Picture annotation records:
※ ※ ※

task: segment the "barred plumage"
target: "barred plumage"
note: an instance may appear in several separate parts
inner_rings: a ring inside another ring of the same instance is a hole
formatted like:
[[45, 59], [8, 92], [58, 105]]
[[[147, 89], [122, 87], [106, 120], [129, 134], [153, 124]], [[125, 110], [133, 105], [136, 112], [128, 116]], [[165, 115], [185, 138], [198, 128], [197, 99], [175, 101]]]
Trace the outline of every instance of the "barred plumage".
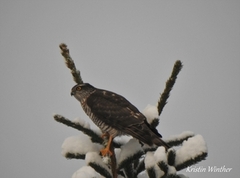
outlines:
[[71, 95], [80, 101], [85, 113], [103, 133], [112, 137], [131, 135], [148, 145], [169, 148], [158, 131], [150, 127], [145, 116], [124, 97], [88, 83], [75, 85]]

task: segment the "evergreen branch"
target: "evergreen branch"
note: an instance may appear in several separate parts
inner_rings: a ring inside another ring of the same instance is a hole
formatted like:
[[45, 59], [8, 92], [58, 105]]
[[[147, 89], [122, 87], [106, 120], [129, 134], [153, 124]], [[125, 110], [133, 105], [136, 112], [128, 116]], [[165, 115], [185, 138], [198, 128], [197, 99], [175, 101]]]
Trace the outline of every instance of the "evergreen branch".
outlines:
[[167, 172], [168, 172], [168, 165], [164, 161], [158, 162], [157, 165], [165, 174], [167, 174]]
[[145, 170], [144, 159], [139, 162], [139, 164], [138, 164], [138, 166], [136, 167], [135, 170], [136, 170], [136, 171], [135, 171], [136, 176], [137, 176], [140, 172], [142, 172], [142, 171]]
[[172, 136], [172, 138], [169, 138], [169, 139], [164, 140], [164, 141], [170, 147], [173, 147], [173, 146], [181, 145], [184, 140], [187, 140], [187, 139], [189, 139], [190, 137], [193, 137], [193, 136], [194, 136], [193, 132], [185, 131], [185, 132], [182, 132], [179, 135]]
[[86, 135], [88, 135], [91, 138], [92, 142], [102, 144], [103, 139], [97, 133], [95, 133], [93, 130], [83, 127], [82, 125], [80, 125], [77, 122], [72, 122], [69, 119], [67, 119], [59, 114], [55, 114], [53, 117], [57, 122], [60, 122], [69, 127], [73, 127], [77, 130], [82, 131], [83, 133], [85, 133]]
[[125, 165], [125, 167], [123, 168], [123, 172], [124, 172], [126, 178], [135, 178], [133, 164]]
[[102, 166], [100, 166], [94, 162], [90, 162], [90, 163], [88, 163], [88, 165], [91, 166], [96, 172], [98, 172], [102, 176], [104, 176], [106, 178], [112, 178], [112, 175]]
[[121, 170], [125, 166], [132, 164], [134, 160], [138, 160], [143, 154], [143, 151], [137, 151], [133, 155], [128, 156], [126, 159], [119, 163], [118, 170]]
[[150, 123], [151, 128], [156, 128], [159, 124], [159, 118], [154, 118], [152, 122]]
[[61, 49], [61, 54], [65, 59], [66, 66], [71, 70], [73, 80], [77, 84], [83, 83], [83, 80], [82, 80], [81, 75], [80, 75], [80, 71], [76, 69], [74, 61], [72, 60], [72, 58], [70, 56], [69, 49], [67, 48], [67, 45], [64, 44], [64, 43], [61, 43], [59, 45], [59, 47]]
[[169, 149], [168, 150], [168, 164], [170, 166], [173, 166], [175, 163], [175, 158], [176, 158], [176, 151], [174, 149]]
[[161, 115], [164, 106], [167, 104], [167, 99], [169, 98], [169, 95], [170, 95], [170, 92], [173, 88], [173, 85], [176, 82], [177, 75], [181, 71], [182, 67], [183, 67], [183, 65], [182, 65], [181, 61], [178, 60], [178, 61], [175, 62], [173, 70], [172, 70], [172, 74], [169, 77], [169, 79], [167, 80], [166, 85], [165, 85], [165, 89], [164, 89], [163, 93], [161, 94], [161, 97], [158, 101], [158, 106], [157, 107], [158, 107], [158, 115], [159, 116]]
[[74, 154], [74, 153], [66, 153], [64, 155], [67, 159], [85, 159], [85, 154]]
[[154, 167], [147, 168], [148, 176], [151, 178], [157, 178]]
[[191, 165], [194, 165], [194, 164], [197, 164], [198, 162], [202, 161], [202, 160], [205, 160], [206, 157], [207, 157], [208, 153], [207, 152], [203, 152], [202, 154], [194, 157], [194, 158], [191, 158], [187, 161], [184, 161], [182, 164], [179, 164], [179, 165], [175, 165], [175, 168], [177, 171], [180, 171], [188, 166], [191, 166]]

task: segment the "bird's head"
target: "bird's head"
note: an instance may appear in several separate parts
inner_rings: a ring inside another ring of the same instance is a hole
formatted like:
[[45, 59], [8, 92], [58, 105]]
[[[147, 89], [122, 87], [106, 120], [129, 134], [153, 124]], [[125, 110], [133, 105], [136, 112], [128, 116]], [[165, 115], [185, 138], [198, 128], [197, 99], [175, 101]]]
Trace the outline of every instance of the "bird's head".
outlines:
[[89, 83], [82, 83], [75, 85], [71, 90], [71, 96], [80, 100], [91, 94], [95, 88]]

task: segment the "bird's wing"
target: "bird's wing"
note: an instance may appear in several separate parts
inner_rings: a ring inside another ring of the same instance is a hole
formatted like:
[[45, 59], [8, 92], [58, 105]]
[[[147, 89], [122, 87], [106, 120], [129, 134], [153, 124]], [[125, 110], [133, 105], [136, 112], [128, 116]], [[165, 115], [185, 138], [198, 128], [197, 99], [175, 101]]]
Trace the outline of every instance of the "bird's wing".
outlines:
[[105, 90], [97, 90], [86, 100], [91, 112], [106, 125], [152, 145], [152, 136], [145, 116], [124, 97]]

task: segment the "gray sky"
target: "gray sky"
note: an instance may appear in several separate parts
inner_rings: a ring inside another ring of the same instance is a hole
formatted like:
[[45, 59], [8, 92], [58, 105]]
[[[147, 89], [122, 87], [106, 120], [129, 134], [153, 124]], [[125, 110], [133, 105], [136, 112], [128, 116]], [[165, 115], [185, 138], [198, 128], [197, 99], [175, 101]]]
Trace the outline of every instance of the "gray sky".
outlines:
[[[158, 127], [163, 137], [201, 134], [209, 156], [197, 166], [240, 174], [240, 1], [0, 2], [0, 177], [71, 177], [83, 161], [61, 145], [80, 134], [53, 113], [88, 119], [70, 97], [75, 84], [59, 43], [83, 80], [155, 104], [176, 60], [184, 63]], [[185, 173], [185, 171], [183, 171]]]

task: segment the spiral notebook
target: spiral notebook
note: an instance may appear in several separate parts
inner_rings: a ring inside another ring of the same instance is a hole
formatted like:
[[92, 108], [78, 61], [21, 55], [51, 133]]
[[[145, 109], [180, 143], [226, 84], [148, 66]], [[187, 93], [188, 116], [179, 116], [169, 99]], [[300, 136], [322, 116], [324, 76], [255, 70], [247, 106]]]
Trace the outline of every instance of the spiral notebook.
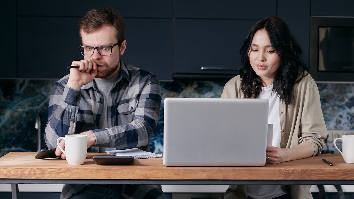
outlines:
[[134, 159], [162, 158], [162, 154], [155, 153], [139, 149], [138, 148], [122, 150], [106, 150], [106, 153], [113, 155], [132, 156]]

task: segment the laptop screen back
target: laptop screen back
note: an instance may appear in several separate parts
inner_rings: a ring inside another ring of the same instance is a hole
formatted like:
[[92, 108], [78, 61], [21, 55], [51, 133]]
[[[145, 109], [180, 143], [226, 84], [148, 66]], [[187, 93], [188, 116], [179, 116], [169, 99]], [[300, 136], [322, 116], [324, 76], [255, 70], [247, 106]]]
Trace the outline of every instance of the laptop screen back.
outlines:
[[259, 99], [166, 98], [164, 165], [264, 165], [268, 103]]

※ ※ ※

__Work required__: Update the records above by changing every "outlines" to "polygons" and keeping everything else the same. Leave the pictures out of your answer.

__Full response__:
task: segment the "barred plumage"
target: "barred plumage"
note: an instance may appear in several separate parts
inner_rings: a ring inside another ring of the same instance is a hole
formatted like:
[[45, 59], [8, 92], [58, 105]]
[[[147, 89], [122, 87], [106, 120], [129, 134], [153, 124]], [[125, 110], [133, 105], [136, 112], [128, 116]], [[165, 115], [185, 138], [198, 128], [197, 99], [175, 101]]]
Trace the outline of every instance of the "barred plumage".
polygons:
[[71, 95], [80, 101], [85, 113], [103, 133], [112, 137], [131, 135], [148, 145], [169, 148], [158, 131], [150, 127], [145, 116], [124, 97], [88, 83], [75, 85]]

task: segment the "evergreen branch"
target: "evergreen branch"
note: an instance may appear in several separate parts
inner_rings: a ring inside another ring of the same instance is a hole
formatted like:
[[45, 59], [8, 92], [58, 105]]
[[[147, 89], [122, 87], [106, 120], [129, 134], [153, 124]], [[125, 110], [133, 105], [136, 112], [128, 116]], [[165, 115], [185, 138], [198, 128], [197, 99], [175, 101]]]
Trace the outline of every instance of the "evergreen branch".
polygons:
[[167, 172], [168, 172], [168, 165], [164, 161], [158, 162], [157, 165], [165, 174], [167, 174]]
[[145, 170], [144, 159], [139, 162], [139, 164], [138, 164], [138, 166], [136, 167], [135, 170], [136, 170], [136, 171], [135, 171], [136, 176], [137, 176], [140, 172], [142, 172], [142, 171]]
[[172, 136], [172, 138], [169, 138], [169, 139], [164, 140], [164, 141], [170, 147], [173, 147], [173, 146], [181, 145], [184, 140], [187, 140], [187, 139], [189, 139], [190, 137], [193, 137], [193, 136], [194, 136], [193, 132], [185, 131], [185, 132], [182, 132], [179, 135]]
[[86, 135], [88, 135], [91, 138], [92, 142], [102, 144], [103, 139], [97, 133], [95, 133], [93, 130], [83, 127], [82, 125], [80, 125], [77, 122], [72, 122], [69, 119], [67, 119], [59, 114], [55, 114], [53, 117], [57, 122], [60, 122], [69, 127], [73, 127], [77, 130], [82, 131], [83, 133], [85, 133]]
[[125, 165], [125, 167], [123, 168], [123, 172], [124, 172], [126, 178], [135, 178], [133, 164]]
[[102, 166], [100, 166], [94, 162], [90, 162], [90, 163], [88, 163], [88, 165], [91, 166], [96, 172], [98, 172], [102, 176], [104, 176], [106, 178], [112, 178], [112, 175]]
[[121, 170], [125, 166], [132, 164], [134, 160], [138, 160], [143, 154], [143, 151], [137, 151], [133, 155], [128, 156], [126, 159], [119, 163], [118, 170]]
[[150, 123], [151, 128], [156, 128], [159, 124], [159, 118], [154, 118], [152, 122]]
[[61, 49], [61, 54], [65, 59], [66, 66], [71, 70], [73, 80], [77, 84], [83, 83], [83, 80], [82, 80], [81, 75], [80, 75], [80, 71], [76, 69], [74, 61], [72, 60], [72, 58], [70, 56], [69, 49], [67, 48], [67, 45], [64, 44], [64, 43], [61, 43], [59, 45], [59, 47]]
[[169, 149], [168, 150], [168, 164], [170, 166], [173, 166], [175, 163], [175, 158], [176, 158], [176, 151], [174, 149]]
[[161, 115], [164, 106], [167, 104], [167, 99], [169, 98], [169, 95], [170, 95], [170, 92], [173, 88], [173, 85], [176, 82], [177, 75], [181, 71], [182, 67], [183, 67], [183, 65], [182, 65], [181, 61], [178, 60], [178, 61], [175, 62], [173, 70], [172, 70], [172, 74], [169, 77], [169, 79], [167, 80], [166, 85], [165, 85], [165, 89], [164, 89], [163, 93], [161, 94], [161, 97], [158, 101], [158, 106], [157, 107], [158, 107], [158, 115], [159, 116]]
[[74, 154], [74, 153], [66, 153], [64, 155], [67, 159], [85, 159], [85, 154]]
[[154, 167], [147, 168], [148, 176], [151, 178], [157, 178]]
[[191, 165], [194, 165], [194, 164], [197, 164], [198, 162], [202, 161], [202, 160], [205, 160], [206, 157], [207, 157], [208, 153], [207, 152], [203, 152], [202, 154], [194, 157], [194, 158], [191, 158], [187, 161], [184, 161], [182, 164], [179, 164], [179, 165], [175, 165], [175, 168], [177, 171], [180, 171], [188, 166], [191, 166]]

task: segment the "bird's head"
target: "bird's head"
note: an instance may appear in several separate parts
inner_rings: a ring inside another ring of the same instance is a hole
formatted like:
[[45, 59], [8, 92], [58, 105]]
[[[147, 89], [122, 87], [106, 120], [129, 134], [153, 124]], [[125, 110], [133, 105], [136, 112], [128, 116]], [[165, 115], [185, 138], [198, 128], [197, 99], [175, 101]]]
Trace the outline of every instance of the "bird's head".
polygons:
[[89, 83], [82, 83], [75, 85], [71, 90], [71, 96], [80, 100], [91, 94], [95, 88]]

task: segment the "bird's wing"
target: "bird's wing"
note: an instance may appear in several separate parts
inner_rings: a ring inside another ring of the same instance is a hole
formatted like:
[[45, 59], [8, 92], [58, 105]]
[[[147, 89], [122, 87], [106, 120], [129, 134], [153, 124]], [[125, 110], [133, 105], [136, 112], [128, 116]], [[165, 115], [185, 138], [198, 128], [197, 99], [175, 101]]]
Trace the outline of every instance of the "bird's wing".
polygons:
[[105, 90], [97, 90], [86, 100], [91, 112], [106, 125], [152, 145], [152, 136], [145, 116], [124, 97]]

task: segment the "gray sky"
target: "gray sky"
note: an instance may appear in several separate parts
inner_rings: a ring inside another ring of the same instance is a hole
formatted like:
[[45, 59], [8, 92], [58, 105]]
[[[147, 89], [122, 87], [106, 120], [129, 134], [153, 124]], [[125, 110], [133, 105], [136, 112], [128, 116]], [[165, 115], [185, 138], [198, 128], [197, 99], [175, 101]]]
Trace the outline of every instance of the "gray sky".
polygons:
[[[158, 127], [163, 137], [201, 134], [209, 156], [197, 166], [240, 174], [240, 1], [0, 2], [0, 177], [71, 177], [83, 161], [61, 145], [80, 134], [53, 113], [88, 119], [70, 97], [75, 84], [59, 43], [83, 80], [155, 104], [176, 60], [184, 63]], [[185, 173], [185, 171], [183, 171]]]

task: segment the spiral notebook
target: spiral notebook
note: an instance may appear in several separate parts
inner_rings: a ring inside another ring of the same instance is a hole
formatted like:
[[92, 108], [78, 61], [21, 55], [51, 133]]
[[[145, 109], [180, 143], [226, 84], [148, 66]], [[187, 93], [188, 116], [179, 116], [169, 99]], [[300, 136], [322, 116], [324, 76], [255, 70], [247, 106]]]
Trace the outline of every instance of the spiral notebook.
polygons:
[[134, 159], [162, 158], [162, 154], [155, 153], [139, 149], [138, 148], [122, 150], [106, 150], [106, 153], [113, 155], [132, 156]]

task: segment the laptop screen back
target: laptop screen back
note: an instance may appear in several separate parts
inner_rings: a ring inside another ring of the same instance is a hole
formatted like:
[[92, 108], [78, 61], [21, 55], [51, 133]]
[[[145, 109], [180, 143], [226, 84], [148, 66]], [[187, 93], [188, 116], [179, 116], [169, 99]], [[300, 136], [322, 116], [324, 76], [255, 70], [247, 106]]]
Trace the outline of every instance of the laptop screen back.
polygons:
[[259, 99], [166, 98], [164, 165], [264, 165], [268, 103]]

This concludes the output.